▶ Excerpted passage
╔══
Lunar exploration and investigation quietly continues as Russia stakes its claim on lunar exploration – and development

Originally appeared at

Russia plans to launch the Lunar-25 research landing module to the Moon in 2019, followed by an orbiter (Lunar 26) and another lander in 2021 and 2022, respectively.

In Russia, there is a rather heightened sense of doubt that the American manned moon landings ever took place.  Apparently the movie Capricorn One was taken to be a bit more of a documentary film than it was intended to be.  It is most likely a mixture of national pride and aging historical perspective, since it is known everywhere in the Russia Federation that Yuri Gagarin was the first man in space, and that Sputnik was the first artificial satellite.  But additionally, the last American landing on the moon was over forty-five years ago.  Time makes such an accomplishment a bit “malleable.”

However the Russian space program lives in reality and is working on its own projects to investigate the lunar surface, possibly as a prelude to building a base or even a colony.

Earthrise over the Moon, taken by NASA’s Apollo 8 mission astronaut William Anders on December 24, 1968.

These projects signify the Russian Federation’s resumed progress in this area.  Their own last lunar mission occurred in 1976, when the Luna-24 probe flew to the moon, landed, gathered soil samples and returned them to Earth.  Like the United States, this pace of flights had been accelerated during the Cold War years, as the USA and Soviet Union sought to outdo one another in scientific and technological achievements.  The Soviets were actually the first to reach the moon, when their Luna-2 probe successfully impacted on the Moon’s surface in September 1959.Their Luna-9 probe in 1966 was the first probe to successfully achieve a soft landing on the Moon. This probe returned five panoramic, stereoscopic photos.  Other probes successfully deployed robotic roamers, and several were landing and sample-return missions, demonstrating significant expertise in robotic systems, before and during the American moon landings.
╚══
[Raw rows]
╔══
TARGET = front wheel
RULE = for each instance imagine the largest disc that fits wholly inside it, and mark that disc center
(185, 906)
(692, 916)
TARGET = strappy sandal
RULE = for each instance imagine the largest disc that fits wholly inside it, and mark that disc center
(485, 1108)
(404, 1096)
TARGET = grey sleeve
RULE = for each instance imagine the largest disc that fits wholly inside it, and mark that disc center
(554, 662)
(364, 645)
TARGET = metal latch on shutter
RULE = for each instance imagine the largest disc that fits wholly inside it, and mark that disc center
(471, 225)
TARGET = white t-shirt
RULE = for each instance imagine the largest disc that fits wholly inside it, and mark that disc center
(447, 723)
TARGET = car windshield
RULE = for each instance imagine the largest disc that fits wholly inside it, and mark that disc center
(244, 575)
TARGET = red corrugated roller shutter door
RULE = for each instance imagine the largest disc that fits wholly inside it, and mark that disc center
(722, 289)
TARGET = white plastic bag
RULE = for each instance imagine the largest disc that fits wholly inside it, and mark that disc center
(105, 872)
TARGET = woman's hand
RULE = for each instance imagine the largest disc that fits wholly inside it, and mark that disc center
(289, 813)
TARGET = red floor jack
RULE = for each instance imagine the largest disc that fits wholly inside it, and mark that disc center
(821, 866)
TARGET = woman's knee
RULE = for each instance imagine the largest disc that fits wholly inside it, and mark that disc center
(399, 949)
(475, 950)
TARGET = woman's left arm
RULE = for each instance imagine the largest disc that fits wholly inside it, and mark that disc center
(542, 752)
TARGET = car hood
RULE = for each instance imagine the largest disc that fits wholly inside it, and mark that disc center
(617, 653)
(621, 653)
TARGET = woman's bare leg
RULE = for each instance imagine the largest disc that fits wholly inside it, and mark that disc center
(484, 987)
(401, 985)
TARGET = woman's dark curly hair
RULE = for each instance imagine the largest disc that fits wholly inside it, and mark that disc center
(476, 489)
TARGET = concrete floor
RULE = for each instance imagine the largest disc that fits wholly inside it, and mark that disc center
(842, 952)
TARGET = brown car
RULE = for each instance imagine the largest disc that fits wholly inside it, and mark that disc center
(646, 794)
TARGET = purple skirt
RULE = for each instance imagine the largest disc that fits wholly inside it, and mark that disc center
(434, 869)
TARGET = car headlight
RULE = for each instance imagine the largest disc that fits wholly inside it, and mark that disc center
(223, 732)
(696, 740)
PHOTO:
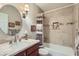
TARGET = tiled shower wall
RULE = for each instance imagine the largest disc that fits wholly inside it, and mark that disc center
(64, 35)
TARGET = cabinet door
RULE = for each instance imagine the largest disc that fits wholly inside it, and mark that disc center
(21, 54)
(33, 50)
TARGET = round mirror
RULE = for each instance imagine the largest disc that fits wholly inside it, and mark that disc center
(10, 20)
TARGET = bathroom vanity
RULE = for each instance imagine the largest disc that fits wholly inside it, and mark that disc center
(24, 48)
(31, 51)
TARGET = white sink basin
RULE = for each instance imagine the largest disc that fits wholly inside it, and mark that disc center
(12, 49)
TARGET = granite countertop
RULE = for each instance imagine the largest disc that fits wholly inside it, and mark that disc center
(7, 49)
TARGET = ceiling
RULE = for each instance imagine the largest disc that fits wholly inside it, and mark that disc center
(51, 6)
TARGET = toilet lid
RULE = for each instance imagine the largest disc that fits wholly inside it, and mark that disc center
(43, 51)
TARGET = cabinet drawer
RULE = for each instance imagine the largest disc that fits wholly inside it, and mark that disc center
(35, 53)
(32, 49)
(23, 53)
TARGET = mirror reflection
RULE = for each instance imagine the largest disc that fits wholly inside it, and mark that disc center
(10, 20)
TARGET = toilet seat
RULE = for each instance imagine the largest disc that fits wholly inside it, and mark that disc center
(43, 52)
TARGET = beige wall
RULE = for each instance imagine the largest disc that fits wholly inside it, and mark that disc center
(65, 34)
(26, 23)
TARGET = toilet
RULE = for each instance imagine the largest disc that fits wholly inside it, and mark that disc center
(43, 52)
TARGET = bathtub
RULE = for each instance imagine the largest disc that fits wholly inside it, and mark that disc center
(59, 50)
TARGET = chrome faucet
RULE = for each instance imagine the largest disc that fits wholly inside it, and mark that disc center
(15, 39)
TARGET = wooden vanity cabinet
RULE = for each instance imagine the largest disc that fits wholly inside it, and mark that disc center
(31, 51)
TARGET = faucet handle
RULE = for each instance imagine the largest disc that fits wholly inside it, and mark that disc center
(10, 42)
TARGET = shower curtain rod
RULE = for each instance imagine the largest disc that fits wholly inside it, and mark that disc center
(46, 12)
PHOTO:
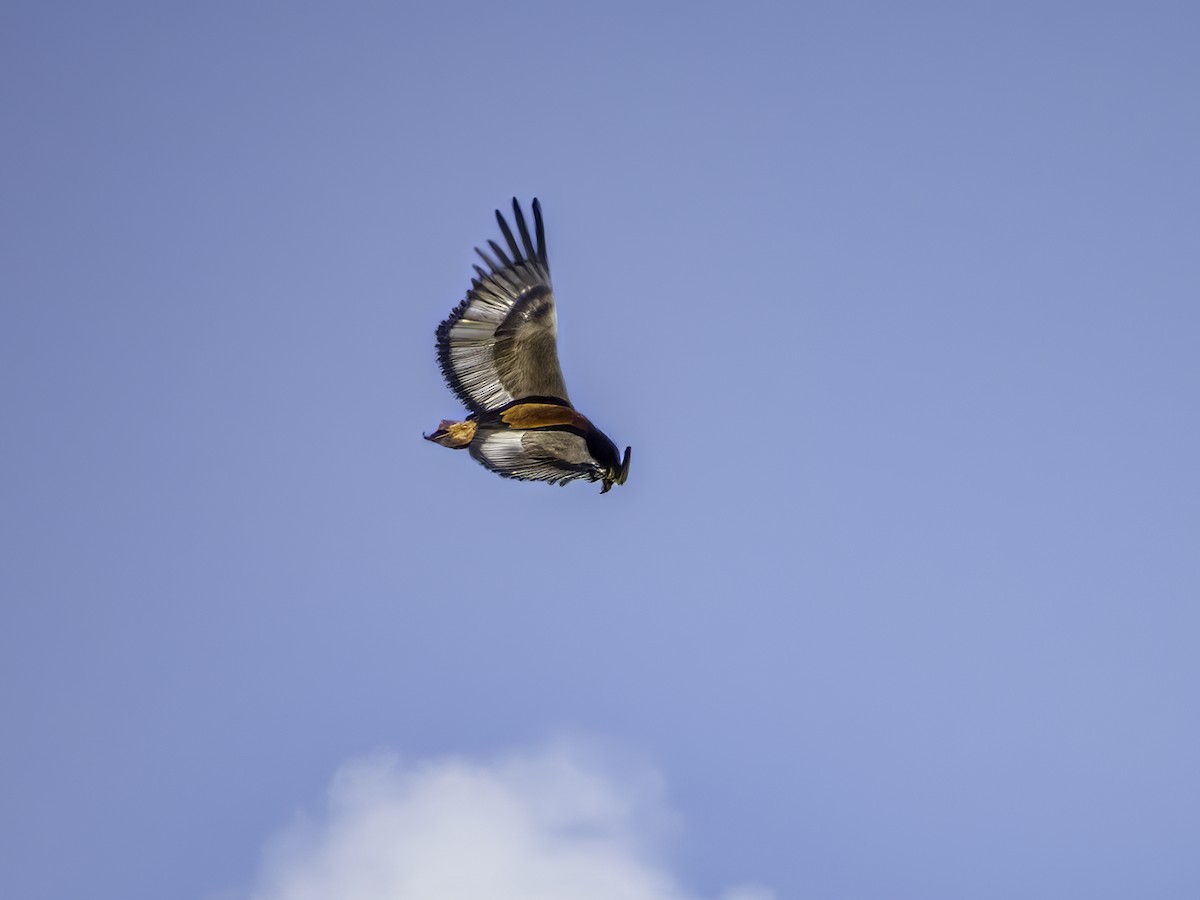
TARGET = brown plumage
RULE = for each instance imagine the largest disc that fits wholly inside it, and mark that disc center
(498, 352)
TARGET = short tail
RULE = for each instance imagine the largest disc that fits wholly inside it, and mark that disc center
(454, 435)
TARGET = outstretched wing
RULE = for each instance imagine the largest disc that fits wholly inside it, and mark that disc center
(499, 343)
(537, 455)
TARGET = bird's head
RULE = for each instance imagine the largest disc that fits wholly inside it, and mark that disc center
(616, 474)
(613, 469)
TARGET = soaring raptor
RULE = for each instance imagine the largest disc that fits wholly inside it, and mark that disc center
(498, 353)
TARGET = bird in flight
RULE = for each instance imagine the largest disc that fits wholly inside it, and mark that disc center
(499, 355)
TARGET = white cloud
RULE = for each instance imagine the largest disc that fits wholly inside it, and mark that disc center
(562, 823)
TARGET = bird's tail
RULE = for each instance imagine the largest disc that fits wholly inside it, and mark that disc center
(454, 435)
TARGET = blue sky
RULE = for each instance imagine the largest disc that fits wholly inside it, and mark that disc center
(898, 309)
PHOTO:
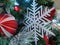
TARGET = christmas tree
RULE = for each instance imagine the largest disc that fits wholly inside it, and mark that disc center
(28, 22)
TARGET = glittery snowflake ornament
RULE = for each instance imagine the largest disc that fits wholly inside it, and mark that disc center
(36, 21)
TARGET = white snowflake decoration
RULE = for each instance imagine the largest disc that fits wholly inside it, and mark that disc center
(36, 22)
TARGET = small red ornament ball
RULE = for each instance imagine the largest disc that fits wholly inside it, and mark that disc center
(16, 8)
(8, 25)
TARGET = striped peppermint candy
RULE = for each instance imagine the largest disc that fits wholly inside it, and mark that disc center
(8, 25)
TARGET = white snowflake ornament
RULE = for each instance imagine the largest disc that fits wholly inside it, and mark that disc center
(36, 22)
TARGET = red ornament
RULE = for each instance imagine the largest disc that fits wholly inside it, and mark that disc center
(17, 8)
(45, 38)
(8, 25)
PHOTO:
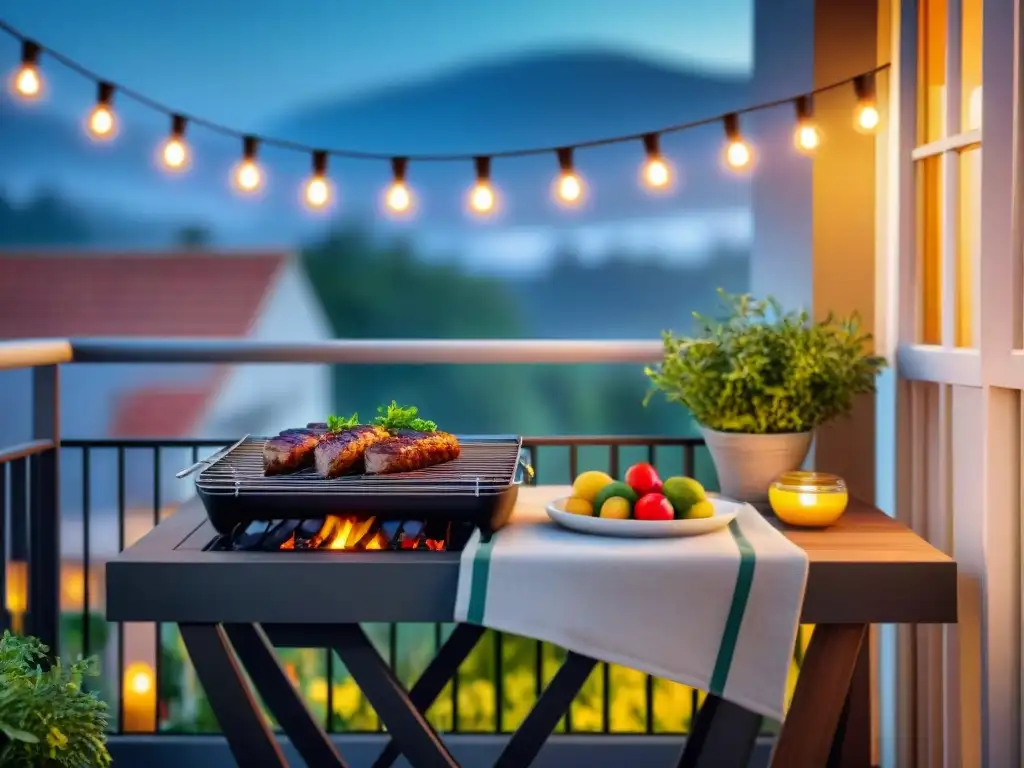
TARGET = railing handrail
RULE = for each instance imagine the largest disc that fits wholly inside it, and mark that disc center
(27, 353)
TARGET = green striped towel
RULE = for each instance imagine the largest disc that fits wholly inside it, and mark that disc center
(718, 611)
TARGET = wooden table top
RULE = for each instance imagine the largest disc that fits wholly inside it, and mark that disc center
╚══
▶ Set task 1
Rewrite the lunar exploration article from "In Russia, there" up to and including "even a colony.", replacing "documentary film" with "nonfiction film".
▶ Set task 2
Restate the paragraph of the lunar exploration article beginning "In Russia, there is a rather heightened sense of doubt" as a short bulleted list that keeps its main facts.
▶ Set task 3
According to the lunar exploration article, in what year did Russia's own last lunar mission occur, and which probe flew it?
The rows are separate material and are not part of the lunar exploration article.

▶ Task answer 1
In Russia, there is a rather heightened sense of doubt that the American manned moon landings ever took place.  Apparently the movie Capricorn One was taken to be a bit more of a nonfiction film than it was intended to be.  It is most likely a mixture of national pride and aging historical perspective, since it is known everywhere in the Russia Federation that Yuri Gagarin was the first man in space, and that Sputnik was the first artificial satellite.  But additionally, the last American landing on the moon was over forty-five years ago.  Time makes such an accomplishment a bit “malleable.”

However the Russian space program lives in reality and is working on its own projects to investigate the lunar surface, possibly as a prelude to building a base or even a colony.

▶ Task answer 2
- Russia has a heightened sense of doubt that the American manned moon landings ever took place.
- The movie Capricorn One was apparently taken as more of a documentary than intended.
- The doubt likely mixes national pride with an aging historical perspective. Everyone in the Russian Federation knows that Yuri Gagarin was the first man in space and that Sputnik was the first artificial satellite.
- The last American moon landing was over forty-five years ago, and time makes such an accomplishment "malleable."

▶ Task answer 3
It occurred in 1976 and was flown by the Luna-24 probe.